Given instruction: Rewrite the items below with "every instance" swapped for "all instances" and everything else left unchanged, omitting the pictures from your answer.

(Rows from a segmentation dataset)
===

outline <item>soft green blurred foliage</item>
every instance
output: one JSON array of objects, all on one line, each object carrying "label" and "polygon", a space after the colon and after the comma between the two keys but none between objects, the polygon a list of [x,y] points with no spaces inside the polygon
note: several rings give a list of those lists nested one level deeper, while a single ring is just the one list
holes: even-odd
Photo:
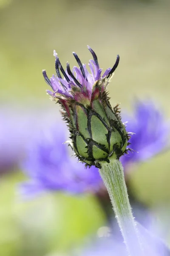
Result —
[{"label": "soft green blurred foliage", "polygon": [[[54,110],[42,70],[46,68],[49,76],[55,72],[54,49],[63,66],[67,61],[76,64],[73,51],[87,63],[89,44],[104,69],[113,65],[117,54],[120,56],[109,87],[112,104],[120,102],[129,110],[135,97],[150,97],[169,118],[170,8],[168,0],[1,0],[0,100],[8,102],[9,109],[17,103]],[[158,218],[165,226],[169,154],[133,167],[130,175],[135,196],[159,209]],[[45,256],[56,251],[60,255],[105,223],[92,196],[49,194],[22,202],[16,186],[23,178],[20,173],[1,178],[0,255]]]}]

===

Expected answer:
outline <item>soft green blurred foliage</item>
all instances
output: one JSON array of objects, all on one line, each object carrying "label" and "polygon", a space after the colon and after the comma between the two keys but none between objects, the polygon a list of [x,y] points with no spaces inside the polygon
note: several rings give a list of those lists nested one level deeper, while a single ring is just the one list
holes: even-odd
Photo:
Result —
[{"label": "soft green blurred foliage", "polygon": [[[54,110],[42,70],[46,68],[49,76],[55,72],[54,49],[63,66],[67,61],[76,64],[73,51],[87,63],[89,44],[104,69],[113,65],[117,54],[120,56],[109,87],[112,104],[120,102],[129,110],[135,97],[150,97],[169,118],[170,8],[168,0],[1,0],[0,100],[8,102],[9,109],[17,103]],[[158,218],[165,226],[169,154],[133,167],[130,175],[135,196],[159,209]],[[45,256],[56,251],[60,255],[105,223],[92,196],[49,194],[22,202],[16,186],[23,178],[20,173],[1,178],[0,255]]]}]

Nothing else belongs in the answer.